- [What to do] Please reproduce every one of the rows below word for word, keeping each line and its order unchanged.

- [Stored records]
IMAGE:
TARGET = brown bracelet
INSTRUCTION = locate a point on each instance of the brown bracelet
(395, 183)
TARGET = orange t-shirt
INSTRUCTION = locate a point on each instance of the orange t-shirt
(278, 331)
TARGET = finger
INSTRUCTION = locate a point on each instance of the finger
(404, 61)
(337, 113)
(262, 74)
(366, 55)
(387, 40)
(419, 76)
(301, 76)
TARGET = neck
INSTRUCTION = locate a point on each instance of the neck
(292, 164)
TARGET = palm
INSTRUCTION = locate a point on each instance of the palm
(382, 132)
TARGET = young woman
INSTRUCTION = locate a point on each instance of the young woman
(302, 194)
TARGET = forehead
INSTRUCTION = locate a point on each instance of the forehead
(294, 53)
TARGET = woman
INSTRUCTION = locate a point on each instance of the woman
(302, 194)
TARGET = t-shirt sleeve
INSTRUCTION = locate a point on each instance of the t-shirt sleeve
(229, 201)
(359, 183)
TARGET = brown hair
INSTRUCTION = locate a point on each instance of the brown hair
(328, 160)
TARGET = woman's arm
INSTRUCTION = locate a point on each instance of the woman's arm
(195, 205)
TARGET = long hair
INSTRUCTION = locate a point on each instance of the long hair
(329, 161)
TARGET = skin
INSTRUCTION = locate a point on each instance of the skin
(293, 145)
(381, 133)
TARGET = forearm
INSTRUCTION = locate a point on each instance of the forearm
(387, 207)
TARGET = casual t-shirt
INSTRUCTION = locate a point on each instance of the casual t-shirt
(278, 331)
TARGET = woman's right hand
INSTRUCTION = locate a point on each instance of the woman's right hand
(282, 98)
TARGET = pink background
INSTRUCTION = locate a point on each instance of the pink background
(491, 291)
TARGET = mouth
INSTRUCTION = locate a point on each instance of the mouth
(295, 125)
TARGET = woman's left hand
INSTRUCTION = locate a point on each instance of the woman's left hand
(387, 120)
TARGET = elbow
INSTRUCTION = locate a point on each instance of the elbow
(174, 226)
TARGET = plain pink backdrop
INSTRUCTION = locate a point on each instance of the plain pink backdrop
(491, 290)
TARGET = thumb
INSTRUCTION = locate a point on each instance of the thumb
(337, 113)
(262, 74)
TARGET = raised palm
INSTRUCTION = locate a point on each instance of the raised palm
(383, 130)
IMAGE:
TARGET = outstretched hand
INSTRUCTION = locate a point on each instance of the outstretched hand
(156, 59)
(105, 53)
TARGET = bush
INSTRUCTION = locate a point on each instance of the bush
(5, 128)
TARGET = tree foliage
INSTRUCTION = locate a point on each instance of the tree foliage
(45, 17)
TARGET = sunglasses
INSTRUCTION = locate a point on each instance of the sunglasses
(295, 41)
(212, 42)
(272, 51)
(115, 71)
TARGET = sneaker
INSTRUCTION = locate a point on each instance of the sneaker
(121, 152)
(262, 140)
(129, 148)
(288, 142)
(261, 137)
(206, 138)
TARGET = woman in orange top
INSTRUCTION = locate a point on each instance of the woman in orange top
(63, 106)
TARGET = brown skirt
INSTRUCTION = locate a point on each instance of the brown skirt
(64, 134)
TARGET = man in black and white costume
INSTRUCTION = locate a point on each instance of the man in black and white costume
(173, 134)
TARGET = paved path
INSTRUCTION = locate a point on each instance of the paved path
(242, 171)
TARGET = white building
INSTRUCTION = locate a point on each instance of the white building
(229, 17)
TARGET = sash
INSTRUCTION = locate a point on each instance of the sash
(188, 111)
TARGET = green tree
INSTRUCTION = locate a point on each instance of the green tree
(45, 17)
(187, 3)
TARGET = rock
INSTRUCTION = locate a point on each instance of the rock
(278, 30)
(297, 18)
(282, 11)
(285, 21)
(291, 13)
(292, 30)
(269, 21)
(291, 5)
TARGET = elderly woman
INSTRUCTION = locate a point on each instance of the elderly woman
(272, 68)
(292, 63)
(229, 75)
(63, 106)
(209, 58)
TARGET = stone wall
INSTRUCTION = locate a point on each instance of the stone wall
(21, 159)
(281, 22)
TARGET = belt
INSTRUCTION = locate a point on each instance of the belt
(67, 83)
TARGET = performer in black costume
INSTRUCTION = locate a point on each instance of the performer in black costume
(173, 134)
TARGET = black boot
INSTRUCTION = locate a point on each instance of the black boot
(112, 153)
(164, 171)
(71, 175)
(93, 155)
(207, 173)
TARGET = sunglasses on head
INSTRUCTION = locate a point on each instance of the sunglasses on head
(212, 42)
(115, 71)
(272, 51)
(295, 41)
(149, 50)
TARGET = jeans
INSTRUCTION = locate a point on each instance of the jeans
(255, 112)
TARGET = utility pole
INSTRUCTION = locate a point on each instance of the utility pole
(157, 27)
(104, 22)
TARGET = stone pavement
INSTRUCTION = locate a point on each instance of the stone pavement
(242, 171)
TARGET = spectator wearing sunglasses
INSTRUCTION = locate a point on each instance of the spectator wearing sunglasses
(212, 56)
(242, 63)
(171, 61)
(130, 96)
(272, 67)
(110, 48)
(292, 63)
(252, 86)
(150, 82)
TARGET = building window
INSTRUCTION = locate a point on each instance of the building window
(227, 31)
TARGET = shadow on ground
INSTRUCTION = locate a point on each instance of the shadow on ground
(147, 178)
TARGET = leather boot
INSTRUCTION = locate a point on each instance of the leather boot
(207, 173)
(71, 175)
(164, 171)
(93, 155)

- [Correct answer]
IMAGE:
TARGET = brown bracelet
INSTRUCTION = locate a point on each instance of the brown bracelet
(395, 183)
TARGET = orange t-shirt
INSTRUCTION = locate a point on each instance of the orange t-shirt
(278, 331)
TARGET = finger
INSTRUCTION = locate a point on each instance of the finger
(404, 61)
(337, 113)
(262, 74)
(366, 55)
(387, 40)
(419, 76)
(301, 76)
TARGET = neck
INSTRUCTION = locate a point on each instance of the neck
(292, 164)
TARGET = palm
INSTRUCTION = locate a point on each instance of the palm
(382, 132)
TARGET = young woman
INSTRUCTION = locate a point on each instance of the young woman
(302, 194)
TARGET = forehead
INSTRUCTION = locate a point on each instance of the forehead
(294, 53)
TARGET = woman
INSTRUCTION = locate a point on each instance of the woman
(302, 194)
TARGET = t-shirt sleeve
INSTRUCTION = locate a point on each instance of the t-shirt sleeve
(229, 201)
(359, 183)
TARGET = brown hair
INSTRUCTION = locate a point on each instance of the brown hair
(328, 160)
TARGET = woman's arm
INSTRUCTION = locate a point on each instance of the woman's arm
(195, 205)
TARGET = long hair
INSTRUCTION = locate a point on each instance of the long hair
(329, 161)
TARGET = skin
INSTRUCTION = locate a point on each instance of the skin
(293, 145)
(381, 133)
TARGET = forearm
INSTRUCTION = locate a point on each instance of the forearm
(387, 207)
TARGET = casual t-shirt
INSTRUCTION = locate a point on each instance of the casual t-shirt
(278, 331)
TARGET = woman's right hand
INSTRUCTION = locate a point on each instance of the woman's right hand
(282, 98)
TARGET = pink background
INSTRUCTION = locate a point on each instance of the pink background
(491, 291)
TARGET = mouth
INSTRUCTION = locate a point on each instance of the mouth
(295, 125)
TARGET = woman's left hand
INSTRUCTION = locate a point on each instance of the woman's left hand
(387, 120)
TARGET = elbow
INSTRUCTION = locate a point on each instance of the elbow
(174, 226)
TARGET = plain pink backdrop
INSTRUCTION = locate a point on each instance of the plain pink backdrop
(491, 290)
TARGET = thumb
INSTRUCTION = locate a point on each instance of the thumb
(337, 113)
(262, 74)
TARGET = raised palm
INSTRUCTION = locate a point on each instance of the raised palm
(383, 130)
IMAGE:
TARGET = outstretched hand
INSTRUCTION = locate a point on each instance of the outstretched hand
(156, 59)
(105, 53)
TARGET = bush
INSTRUCTION = locate a point on each instance of the bush
(5, 128)
TARGET = tree foliage
INSTRUCTION = locate a point on each instance of the tree foliage
(45, 17)
TARGET = sunglasses
INSTRUCTION = locate a point on each instance of the sunglasses
(295, 41)
(212, 42)
(272, 51)
(115, 71)
TARGET = sneaker
INSTRUCTION = locate a point on each instance of the sneaker
(121, 152)
(262, 140)
(129, 148)
(288, 142)
(261, 137)
(206, 138)
TARGET = woman in orange top
INSTRUCTION = locate a point on each instance of the woman in orange top
(63, 106)
TARGET = brown skirt
INSTRUCTION = locate a point on each instance of the brown skirt
(64, 134)
TARGET = man in black and white costume
INSTRUCTION = locate a point on each instance of the man in black and white costume
(173, 134)
TARGET = paved path
INSTRUCTION = locate a point on each instance of the paved path
(242, 171)
TARGET = white building
INSTRUCTION = locate a point on each instance of the white building
(229, 17)
TARGET = sash
INSTRUCTION = locate a point on each instance of the sash
(188, 111)
TARGET = green tree
INSTRUCTION = locate a point on each instance of the green tree
(45, 17)
(187, 3)
TARGET = rock
INSTRUCTION = locate a point on each instance of the rock
(278, 30)
(297, 18)
(282, 11)
(285, 21)
(291, 13)
(292, 30)
(269, 21)
(291, 5)
TARGET = elderly woman
INSTRUCTION = locate a point on each instance of the elderly woman
(272, 68)
(292, 63)
(229, 75)
(63, 106)
(209, 58)
TARGET = stone wall
INSTRUCTION = locate a point on each instance of the stone wall
(21, 159)
(281, 22)
TARGET = belt
INSTRUCTION = locate a point on each instance of the belt
(67, 83)
TARGET = performer in black costume
INSTRUCTION = locate a point on each instance of the performer in black costume
(173, 134)
TARGET = black boot
INSTRUCTION = locate a point on each instance of the black boot
(112, 153)
(164, 171)
(71, 175)
(93, 155)
(207, 173)
TARGET = sunglasses on head
INSTRUCTION = locate a point on each instance of the sunglasses on head
(212, 42)
(115, 71)
(272, 51)
(295, 41)
(149, 50)
TARGET = jeans
INSTRUCTION = locate a point on each instance of the jeans
(255, 112)
TARGET = utility pole
INSTRUCTION = locate a point on each instance of the utility pole
(157, 27)
(104, 22)
TARGET = stone pavement
INSTRUCTION = locate a point on each instance of the stone pavement
(242, 171)
TARGET = spectator wearing sunglasses
INSTRUCTION = locate a point on each instance of the spectator wearing sunglasses
(212, 56)
(242, 63)
(171, 61)
(130, 96)
(272, 67)
(110, 48)
(292, 63)
(252, 86)
(150, 82)
TARGET = building window
INSTRUCTION = locate a point on each instance of the building window
(227, 31)
TARGET = shadow on ground
INSTRUCTION = locate a point on each instance of the shadow on ground
(147, 178)
TARGET = leather boot
INSTRUCTION = locate a point on each instance of the leather boot
(207, 173)
(71, 175)
(164, 171)
(93, 155)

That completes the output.